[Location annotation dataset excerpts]

---------------

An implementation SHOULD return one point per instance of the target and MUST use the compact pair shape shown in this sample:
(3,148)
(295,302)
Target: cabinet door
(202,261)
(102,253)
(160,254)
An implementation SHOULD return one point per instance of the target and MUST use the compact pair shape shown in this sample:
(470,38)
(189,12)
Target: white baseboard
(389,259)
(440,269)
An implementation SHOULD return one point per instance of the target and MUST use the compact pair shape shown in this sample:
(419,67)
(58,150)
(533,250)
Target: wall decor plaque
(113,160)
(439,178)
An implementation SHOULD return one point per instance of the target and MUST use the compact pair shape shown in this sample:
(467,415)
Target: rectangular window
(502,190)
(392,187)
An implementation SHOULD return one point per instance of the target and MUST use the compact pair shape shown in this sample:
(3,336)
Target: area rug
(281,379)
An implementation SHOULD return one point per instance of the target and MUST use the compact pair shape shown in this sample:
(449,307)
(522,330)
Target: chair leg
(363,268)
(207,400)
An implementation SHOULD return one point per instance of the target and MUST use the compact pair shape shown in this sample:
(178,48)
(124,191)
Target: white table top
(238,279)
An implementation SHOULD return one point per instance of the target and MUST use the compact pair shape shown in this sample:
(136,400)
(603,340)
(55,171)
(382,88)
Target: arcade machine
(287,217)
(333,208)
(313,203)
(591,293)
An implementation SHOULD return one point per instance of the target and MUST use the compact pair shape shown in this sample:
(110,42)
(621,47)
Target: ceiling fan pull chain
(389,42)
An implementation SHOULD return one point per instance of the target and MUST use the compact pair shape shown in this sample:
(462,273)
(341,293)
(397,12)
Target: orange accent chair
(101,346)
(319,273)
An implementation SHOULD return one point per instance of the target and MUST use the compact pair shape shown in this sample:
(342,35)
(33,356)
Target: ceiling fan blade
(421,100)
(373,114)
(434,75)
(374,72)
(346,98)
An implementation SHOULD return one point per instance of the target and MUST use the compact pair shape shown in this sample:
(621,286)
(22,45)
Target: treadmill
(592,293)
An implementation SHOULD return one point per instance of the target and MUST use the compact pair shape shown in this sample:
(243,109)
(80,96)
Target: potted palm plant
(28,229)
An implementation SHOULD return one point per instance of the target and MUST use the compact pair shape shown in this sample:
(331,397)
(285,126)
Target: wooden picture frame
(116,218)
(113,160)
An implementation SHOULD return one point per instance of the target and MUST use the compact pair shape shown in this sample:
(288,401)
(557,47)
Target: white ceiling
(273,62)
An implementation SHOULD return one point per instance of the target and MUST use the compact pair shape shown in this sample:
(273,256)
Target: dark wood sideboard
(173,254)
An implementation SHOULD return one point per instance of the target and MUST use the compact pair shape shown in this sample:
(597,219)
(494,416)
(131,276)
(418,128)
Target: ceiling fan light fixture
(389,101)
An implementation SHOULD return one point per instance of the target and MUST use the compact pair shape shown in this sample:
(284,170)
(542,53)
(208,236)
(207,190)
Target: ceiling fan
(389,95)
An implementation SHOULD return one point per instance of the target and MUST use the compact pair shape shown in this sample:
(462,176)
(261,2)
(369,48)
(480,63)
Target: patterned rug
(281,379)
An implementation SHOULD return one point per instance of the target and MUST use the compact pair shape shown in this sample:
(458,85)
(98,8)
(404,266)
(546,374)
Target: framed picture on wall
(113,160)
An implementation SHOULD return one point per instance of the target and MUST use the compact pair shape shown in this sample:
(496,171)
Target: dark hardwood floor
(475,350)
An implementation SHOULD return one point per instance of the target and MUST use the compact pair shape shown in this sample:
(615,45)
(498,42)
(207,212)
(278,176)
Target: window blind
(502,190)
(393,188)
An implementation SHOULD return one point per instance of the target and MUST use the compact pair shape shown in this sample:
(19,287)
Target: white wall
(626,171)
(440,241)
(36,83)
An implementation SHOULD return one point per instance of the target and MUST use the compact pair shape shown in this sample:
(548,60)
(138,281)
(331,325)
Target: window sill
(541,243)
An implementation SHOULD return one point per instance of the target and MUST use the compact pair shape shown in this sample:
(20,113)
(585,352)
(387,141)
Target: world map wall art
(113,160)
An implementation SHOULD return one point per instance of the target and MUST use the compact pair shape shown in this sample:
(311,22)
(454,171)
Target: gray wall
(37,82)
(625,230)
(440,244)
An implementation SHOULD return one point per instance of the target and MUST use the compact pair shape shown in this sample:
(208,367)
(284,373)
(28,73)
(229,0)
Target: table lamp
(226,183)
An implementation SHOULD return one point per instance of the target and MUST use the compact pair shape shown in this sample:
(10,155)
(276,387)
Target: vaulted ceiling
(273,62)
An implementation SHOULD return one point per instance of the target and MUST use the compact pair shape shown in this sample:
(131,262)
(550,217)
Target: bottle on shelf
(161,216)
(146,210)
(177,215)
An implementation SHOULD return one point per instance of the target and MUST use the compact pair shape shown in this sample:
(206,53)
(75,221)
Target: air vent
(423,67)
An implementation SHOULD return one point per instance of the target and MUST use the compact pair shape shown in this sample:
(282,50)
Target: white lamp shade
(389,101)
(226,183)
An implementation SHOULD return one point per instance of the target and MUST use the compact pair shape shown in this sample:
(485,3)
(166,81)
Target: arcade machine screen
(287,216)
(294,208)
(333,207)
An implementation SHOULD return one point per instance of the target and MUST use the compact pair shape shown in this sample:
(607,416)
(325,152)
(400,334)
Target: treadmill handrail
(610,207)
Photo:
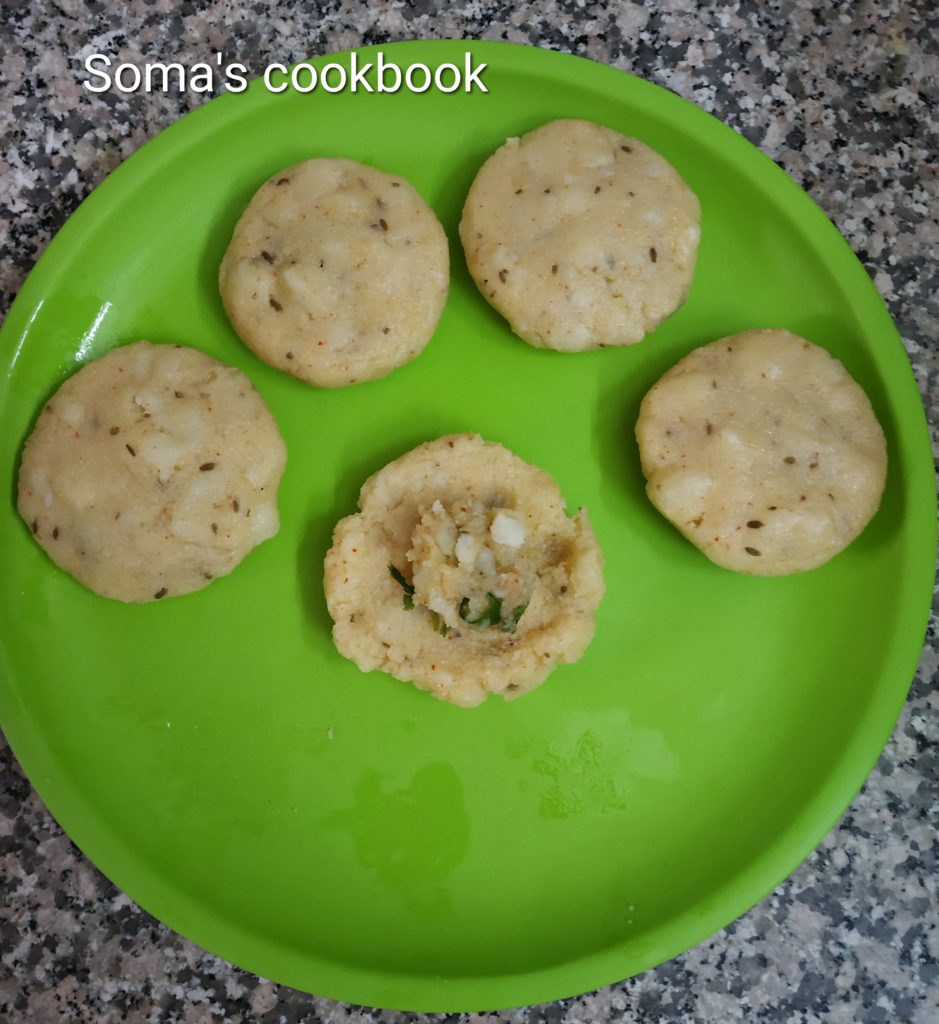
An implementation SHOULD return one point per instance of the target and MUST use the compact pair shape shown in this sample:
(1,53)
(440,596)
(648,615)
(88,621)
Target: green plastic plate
(344,833)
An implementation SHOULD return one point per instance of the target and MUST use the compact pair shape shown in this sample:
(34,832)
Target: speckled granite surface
(845,96)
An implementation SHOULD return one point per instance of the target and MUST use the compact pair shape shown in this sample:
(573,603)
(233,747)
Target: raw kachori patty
(463,573)
(337,272)
(152,471)
(581,237)
(764,452)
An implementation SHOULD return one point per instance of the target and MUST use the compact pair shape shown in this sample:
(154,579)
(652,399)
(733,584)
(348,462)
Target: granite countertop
(845,96)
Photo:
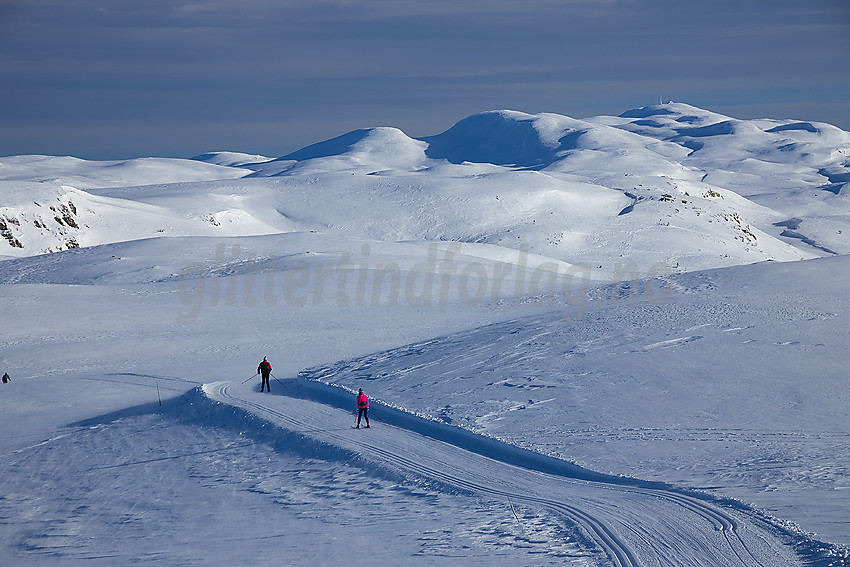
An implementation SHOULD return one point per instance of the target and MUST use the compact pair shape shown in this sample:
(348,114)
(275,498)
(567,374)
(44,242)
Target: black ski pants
(362,412)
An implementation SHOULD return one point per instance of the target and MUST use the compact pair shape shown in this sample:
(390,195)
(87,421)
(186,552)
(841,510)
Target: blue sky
(123,78)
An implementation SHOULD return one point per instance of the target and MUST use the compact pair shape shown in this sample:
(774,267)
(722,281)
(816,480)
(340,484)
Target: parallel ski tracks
(618,550)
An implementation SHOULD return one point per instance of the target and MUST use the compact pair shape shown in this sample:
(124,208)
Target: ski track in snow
(615,515)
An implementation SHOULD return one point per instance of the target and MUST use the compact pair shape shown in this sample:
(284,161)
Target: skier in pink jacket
(362,408)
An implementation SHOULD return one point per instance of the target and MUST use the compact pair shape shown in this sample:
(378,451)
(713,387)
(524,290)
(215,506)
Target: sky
(112,79)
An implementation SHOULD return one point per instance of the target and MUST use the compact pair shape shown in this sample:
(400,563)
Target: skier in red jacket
(362,407)
(265,368)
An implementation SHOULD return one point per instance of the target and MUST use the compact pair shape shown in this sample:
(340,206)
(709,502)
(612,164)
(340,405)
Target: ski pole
(375,416)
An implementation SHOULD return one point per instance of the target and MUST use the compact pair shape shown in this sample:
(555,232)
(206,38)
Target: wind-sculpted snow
(590,342)
(669,183)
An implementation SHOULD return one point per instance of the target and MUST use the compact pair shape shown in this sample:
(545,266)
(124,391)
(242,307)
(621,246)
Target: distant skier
(362,407)
(265,368)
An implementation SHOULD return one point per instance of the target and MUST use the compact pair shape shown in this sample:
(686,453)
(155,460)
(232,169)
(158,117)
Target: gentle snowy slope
(587,342)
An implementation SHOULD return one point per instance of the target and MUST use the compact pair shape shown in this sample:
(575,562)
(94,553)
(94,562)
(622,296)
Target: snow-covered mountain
(575,349)
(664,184)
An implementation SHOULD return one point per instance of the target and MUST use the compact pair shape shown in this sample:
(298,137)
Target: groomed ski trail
(633,526)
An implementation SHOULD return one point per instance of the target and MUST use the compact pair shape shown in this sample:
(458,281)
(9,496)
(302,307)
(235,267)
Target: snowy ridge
(575,190)
(587,342)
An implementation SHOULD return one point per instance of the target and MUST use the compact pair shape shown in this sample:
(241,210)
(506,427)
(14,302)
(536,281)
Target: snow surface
(587,342)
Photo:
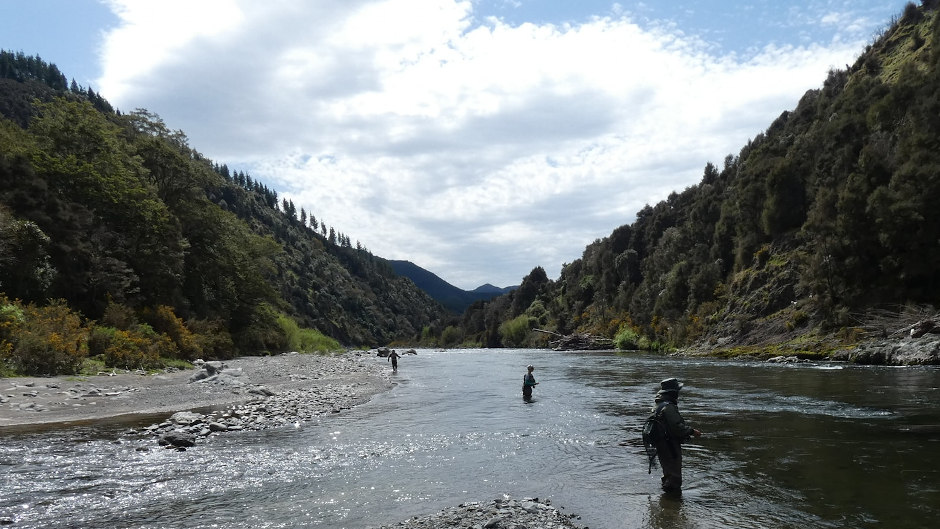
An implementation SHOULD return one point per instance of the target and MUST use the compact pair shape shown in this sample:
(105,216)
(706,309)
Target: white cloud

---------------

= What you have to do =
How many lines of the records above contain the word "table"? Give only the number.

= Exercise answer =
2